Work to do
Could you reproduce the listing below word for word, leaving out the pictures?

Entries from a pointing dataset
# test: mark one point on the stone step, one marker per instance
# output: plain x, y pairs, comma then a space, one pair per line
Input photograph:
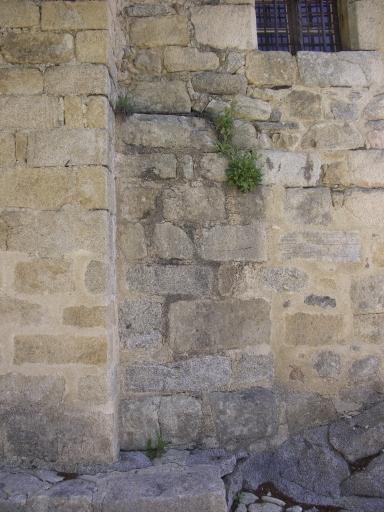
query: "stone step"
164, 488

Exercise output
# test: mark one point on the stone step, one marker per instance
# output: plain x, y pairs, comma then a space, one pair per line
Input photograph:
query: "stone step"
164, 488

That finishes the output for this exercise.